[Opening Data section]

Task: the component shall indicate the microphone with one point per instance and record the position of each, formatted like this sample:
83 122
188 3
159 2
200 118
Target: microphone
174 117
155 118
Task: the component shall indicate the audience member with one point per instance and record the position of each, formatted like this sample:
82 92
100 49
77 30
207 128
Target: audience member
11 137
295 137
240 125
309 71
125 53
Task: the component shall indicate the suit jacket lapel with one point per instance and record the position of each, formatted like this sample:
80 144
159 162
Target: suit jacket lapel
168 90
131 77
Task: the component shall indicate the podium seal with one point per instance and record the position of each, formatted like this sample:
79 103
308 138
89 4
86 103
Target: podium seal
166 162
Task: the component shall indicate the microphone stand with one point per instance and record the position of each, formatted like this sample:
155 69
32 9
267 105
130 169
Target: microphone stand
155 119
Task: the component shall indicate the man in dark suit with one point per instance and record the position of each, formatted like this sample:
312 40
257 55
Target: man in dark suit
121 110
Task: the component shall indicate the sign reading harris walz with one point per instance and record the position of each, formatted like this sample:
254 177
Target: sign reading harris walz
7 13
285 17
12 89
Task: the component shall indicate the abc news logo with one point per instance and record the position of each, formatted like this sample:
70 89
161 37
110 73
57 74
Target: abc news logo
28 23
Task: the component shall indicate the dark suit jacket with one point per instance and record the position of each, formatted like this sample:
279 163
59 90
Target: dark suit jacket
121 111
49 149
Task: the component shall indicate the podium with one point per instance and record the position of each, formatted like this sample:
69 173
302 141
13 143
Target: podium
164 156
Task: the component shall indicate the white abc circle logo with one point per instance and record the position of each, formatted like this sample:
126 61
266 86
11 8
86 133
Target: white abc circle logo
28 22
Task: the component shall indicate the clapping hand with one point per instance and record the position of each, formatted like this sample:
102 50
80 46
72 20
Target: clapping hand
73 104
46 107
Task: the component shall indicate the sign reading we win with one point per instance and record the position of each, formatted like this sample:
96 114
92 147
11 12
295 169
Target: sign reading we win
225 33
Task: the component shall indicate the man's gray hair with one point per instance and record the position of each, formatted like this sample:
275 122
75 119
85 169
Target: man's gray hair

[Closing Data section]

Repeat the listing exactly, keeping every word in place.

Task: the component shall indicate the microphone with one point per instance and record the position of each, formatted like this sample:
83 122
188 3
159 2
200 118
Target: microphone
174 117
155 118
Task: the component shall indicate the audience member with one point per instance and record the position of each, formatted like this sample:
82 92
100 49
77 30
207 128
Target: audience member
11 137
295 137
240 125
309 71
125 53
Task: the component shall indicate the suit jacket lapel with one point per instance and record the position of each, formatted like this sample:
80 144
159 162
Target: suit jacket lapel
168 90
131 77
Task: the component shall indicate the podium seal with one point per instance and record the position of each, formatted like this sample:
79 103
308 138
89 4
86 103
Target: podium seal
166 162
Task: the component shall indicate the microphone stand with one point per instance and record the position of each, formatted like this sample:
155 69
32 9
267 105
130 169
Target: microphone stand
155 119
Task: the component shall indicate the man in dark suit with one point per instance and record the position of each, formatted like this sample:
312 40
257 55
Target: man in dark suit
121 110
Task: the component shall indicate the sign reading harris walz with one point per instance and record the position of each, formatted like this sample:
254 177
Target: sign reading harris walz
7 13
285 17
12 89
Task: the component shall indicate the abc news logo with one point per instance and record the position of each, formatted like this sample:
70 89
161 37
110 73
57 74
Target: abc news logo
28 23
Task: the component shall indicate the dark suit jacket with one point per instance and record the position of each, formatted like this sample:
279 163
59 90
Target: dark suit jacket
121 111
49 149
Task: the component shall indicate the podium with one point per instance and record the position of each, formatted like this sample:
69 173
302 141
13 143
Target: podium
164 156
Task: the component shall indicate the white abc circle logo with one point per instance and record the position of each, formatted like this sample:
126 61
266 86
11 8
86 133
Target: white abc circle logo
28 22
Task: the component shall indicate the clapping hand with one point per instance and record the position of each, formatted like this sample:
102 50
80 46
72 20
Target: clapping hand
73 104
46 107
Task: the component shall indicate the sign reading we win with one point per instance and record the position of each, formatted like this sample:
96 114
92 147
11 12
295 169
Target: sign reading we win
225 33
Task: the component shall indicate the man's gray hair with one point per instance and record the position of each, formatted like this sample:
275 122
75 119
85 169
Target: man's gray hair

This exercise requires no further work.